- [Source document]
□ □ □ □ □
The general tenor of this “how dare she” reaction is a version of the constant refrain the Harris campaign has heard since the vice president announced her candidacy in late July.

Following the generally jovial digs into the “Kamala is Brat” phenomenon came the aggressive suggestions about what Harris needed to do, the topmost being the requirement to sit down immediately with top TV anchors and other national news outlets.

When she didn’t meet those expectations, the chorus of complaints shifted to her inaccessibility. An August sit-down with CNN’s Dana Bash, with her running mate Minnesota Gov. Tim Walz beside her, was painted as a Milk Bone toss to a ravenous wolf pack – an amuse bouche too insubstantial to sate.

Harris has submitted to probing questions by mainstream journalists since then, including at a mid-September event sponsored by the National Association of Black Journalists. That received less coverage than a live-streamed celebrity-studded lovefest hosted by Oprah Winfrey and did nothing to quiet that noise.

The Democratic candidate has since agreed to radio interviews, appearances on local news and other podcasts, but “Call Her Daddy” makes another level of outreach. Cooper’s podcast was Spotify’s second-biggest in 2023 — surpassed in popularity only by “The Joe Rogan Experience” — and averages around 5 million listeners for episodes that don’t feature a presidential candidate.
□ □ □ □ □
- [Dataset rows]
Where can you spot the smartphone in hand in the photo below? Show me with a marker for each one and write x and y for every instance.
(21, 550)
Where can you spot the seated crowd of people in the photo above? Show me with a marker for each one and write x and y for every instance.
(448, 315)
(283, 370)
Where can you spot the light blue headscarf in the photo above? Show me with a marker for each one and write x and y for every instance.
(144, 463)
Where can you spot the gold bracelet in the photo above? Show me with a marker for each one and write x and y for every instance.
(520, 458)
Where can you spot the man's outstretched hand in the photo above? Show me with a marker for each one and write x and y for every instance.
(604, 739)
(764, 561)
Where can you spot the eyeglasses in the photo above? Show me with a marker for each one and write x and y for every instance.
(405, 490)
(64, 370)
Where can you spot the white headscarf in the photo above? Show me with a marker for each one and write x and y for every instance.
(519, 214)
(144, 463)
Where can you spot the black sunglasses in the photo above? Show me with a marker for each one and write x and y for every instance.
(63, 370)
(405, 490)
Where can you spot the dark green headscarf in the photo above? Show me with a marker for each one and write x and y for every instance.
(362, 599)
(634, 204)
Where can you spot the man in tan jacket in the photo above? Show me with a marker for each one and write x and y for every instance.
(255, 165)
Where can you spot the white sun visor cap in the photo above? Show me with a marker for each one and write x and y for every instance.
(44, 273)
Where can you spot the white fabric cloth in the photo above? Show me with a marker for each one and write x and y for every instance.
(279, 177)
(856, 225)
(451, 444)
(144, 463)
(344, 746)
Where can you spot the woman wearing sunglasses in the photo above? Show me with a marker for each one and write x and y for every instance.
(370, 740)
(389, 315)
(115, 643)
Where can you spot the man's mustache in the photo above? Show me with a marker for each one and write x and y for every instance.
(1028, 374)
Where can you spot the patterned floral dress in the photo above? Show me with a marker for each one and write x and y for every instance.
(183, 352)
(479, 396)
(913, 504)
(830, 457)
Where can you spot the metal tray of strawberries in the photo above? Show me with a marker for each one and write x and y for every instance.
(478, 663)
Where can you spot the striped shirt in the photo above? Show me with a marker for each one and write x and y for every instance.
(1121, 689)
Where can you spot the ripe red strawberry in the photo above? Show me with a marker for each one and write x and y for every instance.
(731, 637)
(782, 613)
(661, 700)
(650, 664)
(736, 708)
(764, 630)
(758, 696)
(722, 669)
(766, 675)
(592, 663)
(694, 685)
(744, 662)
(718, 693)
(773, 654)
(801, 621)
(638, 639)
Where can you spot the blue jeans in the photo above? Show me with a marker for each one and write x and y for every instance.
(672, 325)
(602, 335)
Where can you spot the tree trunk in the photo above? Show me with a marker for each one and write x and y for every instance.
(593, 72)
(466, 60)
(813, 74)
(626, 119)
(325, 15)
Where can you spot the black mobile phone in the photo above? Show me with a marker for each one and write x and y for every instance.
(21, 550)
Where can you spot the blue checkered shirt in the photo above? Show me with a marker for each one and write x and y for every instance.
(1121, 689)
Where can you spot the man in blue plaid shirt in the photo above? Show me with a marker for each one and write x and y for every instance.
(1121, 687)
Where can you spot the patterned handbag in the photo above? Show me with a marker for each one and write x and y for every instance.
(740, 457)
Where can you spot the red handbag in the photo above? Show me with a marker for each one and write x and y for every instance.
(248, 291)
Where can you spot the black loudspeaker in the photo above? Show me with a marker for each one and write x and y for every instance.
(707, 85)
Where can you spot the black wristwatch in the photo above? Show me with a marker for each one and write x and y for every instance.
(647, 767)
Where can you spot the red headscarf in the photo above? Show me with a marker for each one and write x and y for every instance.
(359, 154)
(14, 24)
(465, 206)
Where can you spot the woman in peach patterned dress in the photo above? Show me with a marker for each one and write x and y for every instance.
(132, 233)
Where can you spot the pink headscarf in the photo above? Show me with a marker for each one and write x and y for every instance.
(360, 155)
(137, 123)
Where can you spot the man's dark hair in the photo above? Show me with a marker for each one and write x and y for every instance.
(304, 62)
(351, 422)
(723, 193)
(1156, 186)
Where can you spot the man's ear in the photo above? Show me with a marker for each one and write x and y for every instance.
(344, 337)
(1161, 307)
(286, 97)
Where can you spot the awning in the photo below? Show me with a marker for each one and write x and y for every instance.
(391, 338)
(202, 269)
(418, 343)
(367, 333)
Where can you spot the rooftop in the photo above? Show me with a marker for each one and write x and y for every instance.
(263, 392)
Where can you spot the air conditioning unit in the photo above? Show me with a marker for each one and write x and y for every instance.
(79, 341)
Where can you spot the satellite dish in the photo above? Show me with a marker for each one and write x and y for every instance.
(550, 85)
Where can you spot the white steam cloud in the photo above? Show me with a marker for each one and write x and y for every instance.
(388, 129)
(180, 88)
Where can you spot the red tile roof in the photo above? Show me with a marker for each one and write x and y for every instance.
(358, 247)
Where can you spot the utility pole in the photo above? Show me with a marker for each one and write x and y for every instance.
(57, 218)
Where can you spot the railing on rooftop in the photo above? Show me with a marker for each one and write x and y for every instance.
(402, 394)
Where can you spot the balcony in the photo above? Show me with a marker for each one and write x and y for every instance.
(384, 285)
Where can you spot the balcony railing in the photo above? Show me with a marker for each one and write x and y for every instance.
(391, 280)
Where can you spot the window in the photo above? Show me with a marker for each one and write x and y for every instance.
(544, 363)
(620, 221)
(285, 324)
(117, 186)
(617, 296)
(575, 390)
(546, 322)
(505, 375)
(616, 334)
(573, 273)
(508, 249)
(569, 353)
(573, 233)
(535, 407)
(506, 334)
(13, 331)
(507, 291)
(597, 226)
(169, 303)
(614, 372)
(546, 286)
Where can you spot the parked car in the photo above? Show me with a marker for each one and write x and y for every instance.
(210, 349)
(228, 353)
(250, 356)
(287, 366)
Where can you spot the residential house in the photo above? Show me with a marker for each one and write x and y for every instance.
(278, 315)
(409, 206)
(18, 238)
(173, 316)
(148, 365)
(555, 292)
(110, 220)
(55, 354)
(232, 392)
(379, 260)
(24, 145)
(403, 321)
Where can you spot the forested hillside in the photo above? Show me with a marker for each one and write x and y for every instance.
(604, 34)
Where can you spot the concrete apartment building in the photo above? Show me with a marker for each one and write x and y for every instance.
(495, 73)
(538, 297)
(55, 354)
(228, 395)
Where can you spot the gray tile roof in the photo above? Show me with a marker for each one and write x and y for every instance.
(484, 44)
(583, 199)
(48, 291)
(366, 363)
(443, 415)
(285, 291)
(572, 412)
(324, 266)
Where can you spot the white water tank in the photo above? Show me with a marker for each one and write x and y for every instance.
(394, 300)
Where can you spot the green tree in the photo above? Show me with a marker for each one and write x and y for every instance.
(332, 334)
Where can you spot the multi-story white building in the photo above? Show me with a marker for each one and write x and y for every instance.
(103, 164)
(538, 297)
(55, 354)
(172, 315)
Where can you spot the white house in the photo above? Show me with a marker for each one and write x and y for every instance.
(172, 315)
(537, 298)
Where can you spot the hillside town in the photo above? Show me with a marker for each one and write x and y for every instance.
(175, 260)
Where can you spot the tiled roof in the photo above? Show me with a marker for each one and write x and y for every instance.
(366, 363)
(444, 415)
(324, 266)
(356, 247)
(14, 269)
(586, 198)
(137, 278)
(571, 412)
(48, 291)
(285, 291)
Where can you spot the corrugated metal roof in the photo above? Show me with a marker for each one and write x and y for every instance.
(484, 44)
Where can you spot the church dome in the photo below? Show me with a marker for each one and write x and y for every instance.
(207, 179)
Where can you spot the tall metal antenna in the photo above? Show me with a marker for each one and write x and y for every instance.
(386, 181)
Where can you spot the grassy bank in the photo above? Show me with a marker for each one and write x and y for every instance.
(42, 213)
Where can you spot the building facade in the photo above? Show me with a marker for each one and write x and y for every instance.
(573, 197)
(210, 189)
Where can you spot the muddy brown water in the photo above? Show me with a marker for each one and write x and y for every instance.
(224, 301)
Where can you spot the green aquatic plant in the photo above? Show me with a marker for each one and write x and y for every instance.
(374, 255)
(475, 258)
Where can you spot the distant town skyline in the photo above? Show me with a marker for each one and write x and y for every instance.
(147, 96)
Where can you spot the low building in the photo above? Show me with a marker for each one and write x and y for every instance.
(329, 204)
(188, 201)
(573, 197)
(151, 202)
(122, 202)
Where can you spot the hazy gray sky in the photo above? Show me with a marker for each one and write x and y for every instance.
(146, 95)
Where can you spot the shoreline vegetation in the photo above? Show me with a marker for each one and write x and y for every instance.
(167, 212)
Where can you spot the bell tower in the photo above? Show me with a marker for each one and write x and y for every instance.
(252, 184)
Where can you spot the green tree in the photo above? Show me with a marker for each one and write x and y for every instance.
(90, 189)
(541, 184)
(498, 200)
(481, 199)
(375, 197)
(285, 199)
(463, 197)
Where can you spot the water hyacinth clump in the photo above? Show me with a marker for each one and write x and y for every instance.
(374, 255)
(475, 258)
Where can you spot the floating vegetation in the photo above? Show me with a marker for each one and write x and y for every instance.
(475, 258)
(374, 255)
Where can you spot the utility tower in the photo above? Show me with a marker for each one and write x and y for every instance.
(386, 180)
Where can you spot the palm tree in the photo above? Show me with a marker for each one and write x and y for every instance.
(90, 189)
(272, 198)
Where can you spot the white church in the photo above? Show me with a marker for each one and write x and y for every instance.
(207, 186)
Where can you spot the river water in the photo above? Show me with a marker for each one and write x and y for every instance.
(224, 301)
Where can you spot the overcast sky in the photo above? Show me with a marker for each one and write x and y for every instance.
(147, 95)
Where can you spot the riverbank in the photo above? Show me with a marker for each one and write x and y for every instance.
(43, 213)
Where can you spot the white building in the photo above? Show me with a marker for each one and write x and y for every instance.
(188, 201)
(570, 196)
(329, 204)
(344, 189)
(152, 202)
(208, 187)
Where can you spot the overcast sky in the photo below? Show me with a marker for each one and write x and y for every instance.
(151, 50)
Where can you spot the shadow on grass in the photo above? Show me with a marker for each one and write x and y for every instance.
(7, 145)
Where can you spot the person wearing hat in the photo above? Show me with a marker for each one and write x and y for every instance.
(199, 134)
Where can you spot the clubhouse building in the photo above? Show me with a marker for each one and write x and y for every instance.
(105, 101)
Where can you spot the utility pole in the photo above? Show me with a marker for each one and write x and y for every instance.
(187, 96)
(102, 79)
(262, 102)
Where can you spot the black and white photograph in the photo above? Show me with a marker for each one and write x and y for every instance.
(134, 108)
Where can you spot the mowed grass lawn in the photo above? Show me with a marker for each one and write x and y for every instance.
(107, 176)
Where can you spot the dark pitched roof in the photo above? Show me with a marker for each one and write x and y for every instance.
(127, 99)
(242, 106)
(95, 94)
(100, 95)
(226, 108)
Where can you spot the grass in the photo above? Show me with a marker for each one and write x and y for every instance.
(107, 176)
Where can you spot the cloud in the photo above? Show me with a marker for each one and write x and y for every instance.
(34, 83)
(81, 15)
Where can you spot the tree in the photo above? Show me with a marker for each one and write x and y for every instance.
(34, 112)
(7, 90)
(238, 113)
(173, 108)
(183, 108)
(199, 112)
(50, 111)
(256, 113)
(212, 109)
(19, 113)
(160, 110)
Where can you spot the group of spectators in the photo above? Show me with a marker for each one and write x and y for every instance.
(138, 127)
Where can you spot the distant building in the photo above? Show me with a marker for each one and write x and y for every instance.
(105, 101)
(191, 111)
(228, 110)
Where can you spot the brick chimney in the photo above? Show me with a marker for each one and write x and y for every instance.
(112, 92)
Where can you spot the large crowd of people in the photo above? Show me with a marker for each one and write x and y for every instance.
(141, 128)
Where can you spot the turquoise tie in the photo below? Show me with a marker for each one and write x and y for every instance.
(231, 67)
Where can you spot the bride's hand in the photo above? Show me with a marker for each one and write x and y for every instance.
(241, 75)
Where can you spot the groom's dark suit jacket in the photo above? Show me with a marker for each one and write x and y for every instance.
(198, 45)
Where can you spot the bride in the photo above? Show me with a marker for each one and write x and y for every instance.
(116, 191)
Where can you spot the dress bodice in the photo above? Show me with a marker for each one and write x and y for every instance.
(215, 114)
□ □ □ □ □
- [Objectives]
A - Please reproduce the Harris media passage word for word, from "Harris has submitted" up to and including "a presidential candidate.".
B - Name every person the Harris media passage mentions, leaving out any name that appears only inside a show title.
You won't need the records for this.

- [Outputs]
A -
Harris has submitted to probing questions by mainstream journalists since then, including at a mid-September event sponsored by the National Association of Black Journalists. That received less coverage than a live-streamed celebrity-studded lovefest hosted by Oprah Winfrey and did nothing to quiet that noise.

The Democratic candidate has since agreed to radio interviews, appearances on local news and other podcasts, but “Call Her Daddy” makes another level of outreach. Cooper’s podcast was Spotify’s second-biggest in 2023 — surpassed in popularity only by “The Joe Rogan Experience” — and averages around 5 million listeners for episodes that don’t feature a presidential candidate.

B - Kamala Harris, Dana Bash, Tim Walz, Oprah Winfrey, Cooper